### Exercise details
Retype each entry below exactly as it stands.

### Entries shown
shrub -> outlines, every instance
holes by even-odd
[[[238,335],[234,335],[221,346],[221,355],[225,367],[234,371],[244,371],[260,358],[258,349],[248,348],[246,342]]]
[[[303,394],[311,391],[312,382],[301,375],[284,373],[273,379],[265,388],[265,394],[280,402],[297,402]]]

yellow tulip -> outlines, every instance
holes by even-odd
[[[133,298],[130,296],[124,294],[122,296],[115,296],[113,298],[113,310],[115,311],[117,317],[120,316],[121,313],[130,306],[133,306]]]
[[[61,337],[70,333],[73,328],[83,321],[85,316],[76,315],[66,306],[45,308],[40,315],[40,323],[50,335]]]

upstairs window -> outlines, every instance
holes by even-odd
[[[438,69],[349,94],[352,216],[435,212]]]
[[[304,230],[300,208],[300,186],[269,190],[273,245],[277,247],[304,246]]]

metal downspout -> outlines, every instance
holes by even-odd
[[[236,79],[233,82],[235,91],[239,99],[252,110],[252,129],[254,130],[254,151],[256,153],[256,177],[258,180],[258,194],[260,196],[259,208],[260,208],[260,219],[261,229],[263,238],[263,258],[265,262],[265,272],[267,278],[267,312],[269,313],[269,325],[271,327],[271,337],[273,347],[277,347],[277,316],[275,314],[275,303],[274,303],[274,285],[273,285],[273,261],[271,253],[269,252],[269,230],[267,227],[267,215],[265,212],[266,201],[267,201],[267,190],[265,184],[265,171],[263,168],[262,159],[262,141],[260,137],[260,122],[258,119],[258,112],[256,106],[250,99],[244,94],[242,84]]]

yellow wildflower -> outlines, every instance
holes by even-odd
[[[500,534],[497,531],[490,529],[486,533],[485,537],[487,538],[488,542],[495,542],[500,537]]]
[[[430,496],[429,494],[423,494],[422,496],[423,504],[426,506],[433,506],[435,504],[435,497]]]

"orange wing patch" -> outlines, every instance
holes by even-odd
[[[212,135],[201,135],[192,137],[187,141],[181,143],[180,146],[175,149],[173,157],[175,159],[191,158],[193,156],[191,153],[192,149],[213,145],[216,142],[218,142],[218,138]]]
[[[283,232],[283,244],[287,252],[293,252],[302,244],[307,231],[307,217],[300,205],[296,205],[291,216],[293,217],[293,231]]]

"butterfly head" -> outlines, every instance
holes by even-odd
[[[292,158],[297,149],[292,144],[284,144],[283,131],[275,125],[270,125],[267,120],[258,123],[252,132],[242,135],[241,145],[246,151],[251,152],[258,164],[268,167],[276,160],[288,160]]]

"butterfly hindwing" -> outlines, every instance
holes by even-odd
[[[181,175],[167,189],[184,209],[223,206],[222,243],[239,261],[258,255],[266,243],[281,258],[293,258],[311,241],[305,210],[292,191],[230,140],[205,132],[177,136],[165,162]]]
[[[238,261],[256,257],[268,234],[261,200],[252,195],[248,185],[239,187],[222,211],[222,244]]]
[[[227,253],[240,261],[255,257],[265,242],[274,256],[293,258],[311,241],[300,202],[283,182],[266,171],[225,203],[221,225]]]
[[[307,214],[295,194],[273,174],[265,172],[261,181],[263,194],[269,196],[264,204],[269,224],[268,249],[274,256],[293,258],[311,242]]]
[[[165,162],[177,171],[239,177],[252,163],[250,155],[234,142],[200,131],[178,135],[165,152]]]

### Reply to the task
shrub -> outlines, every instance
holes by even-odd
[[[238,335],[234,335],[221,346],[221,355],[225,367],[234,371],[244,371],[260,358],[258,349],[248,348],[246,342]]]
[[[303,394],[311,391],[312,382],[301,375],[284,373],[273,379],[265,388],[265,394],[280,402],[297,402]]]

yellow tulip -> outlines, every instance
holes by even-odd
[[[133,298],[130,296],[124,294],[122,296],[115,296],[113,298],[113,310],[115,311],[117,317],[120,316],[121,313],[130,306],[133,306]]]
[[[61,337],[70,333],[73,328],[83,321],[85,316],[76,315],[66,306],[45,308],[40,315],[40,323],[50,335]]]

upstairs window -> outlines, every instance
holes by even-odd
[[[438,69],[349,94],[352,216],[435,212]]]
[[[304,230],[300,208],[300,186],[269,190],[273,245],[277,247],[304,246]]]

metal downspout -> outlines, every instance
holes by even-odd
[[[236,79],[233,82],[235,91],[239,99],[252,110],[252,129],[254,130],[254,151],[256,153],[256,177],[258,180],[258,194],[260,196],[259,208],[260,208],[260,219],[261,229],[263,238],[263,258],[265,262],[265,272],[267,278],[267,312],[269,313],[269,325],[271,327],[271,337],[273,347],[277,347],[277,316],[275,314],[275,303],[274,303],[274,285],[273,285],[273,261],[271,253],[269,252],[269,230],[267,227],[267,215],[265,212],[266,201],[267,201],[267,190],[265,184],[265,171],[263,168],[262,159],[262,141],[260,137],[260,122],[258,119],[258,112],[256,106],[250,99],[244,94],[242,84]]]

yellow wildflower -> outlines, every instance
holes by even-odd
[[[500,534],[497,531],[490,529],[486,533],[485,537],[487,538],[488,542],[495,542],[500,537]]]
[[[430,496],[429,494],[423,494],[422,496],[423,504],[426,506],[433,506],[435,504],[435,497]]]

"orange wing patch" -> outlines, every instance
holes by even-odd
[[[212,135],[201,135],[192,137],[187,141],[181,143],[180,146],[175,149],[173,157],[175,159],[191,158],[193,156],[191,153],[192,149],[213,145],[216,142],[218,142],[218,138]]]
[[[283,232],[283,244],[287,252],[293,252],[302,244],[307,231],[307,217],[300,205],[296,205],[291,216],[293,217],[293,231]]]

"butterfly head" -> outlines, every instance
holes by even-odd
[[[292,158],[297,149],[292,144],[284,144],[283,131],[275,125],[270,125],[267,120],[258,123],[252,132],[242,135],[241,145],[246,151],[251,152],[258,164],[268,167],[276,160],[288,160]]]

"butterfly hindwing" -> outlines, every instance
holes by even-odd
[[[181,175],[167,189],[184,209],[223,206],[222,243],[239,261],[258,255],[266,243],[281,258],[293,258],[311,241],[305,210],[292,191],[230,140],[205,132],[177,136],[165,162]]]
[[[238,261],[256,257],[268,234],[261,200],[252,195],[248,185],[239,187],[222,211],[222,244]]]
[[[227,253],[240,261],[255,257],[265,242],[274,256],[293,258],[311,241],[300,202],[283,182],[266,171],[225,203],[221,225]]]
[[[307,214],[295,194],[273,174],[265,172],[261,181],[263,194],[269,196],[264,204],[269,224],[268,249],[274,256],[293,258],[311,242]]]
[[[165,162],[177,171],[239,177],[252,163],[250,155],[234,142],[200,131],[178,135],[165,152]]]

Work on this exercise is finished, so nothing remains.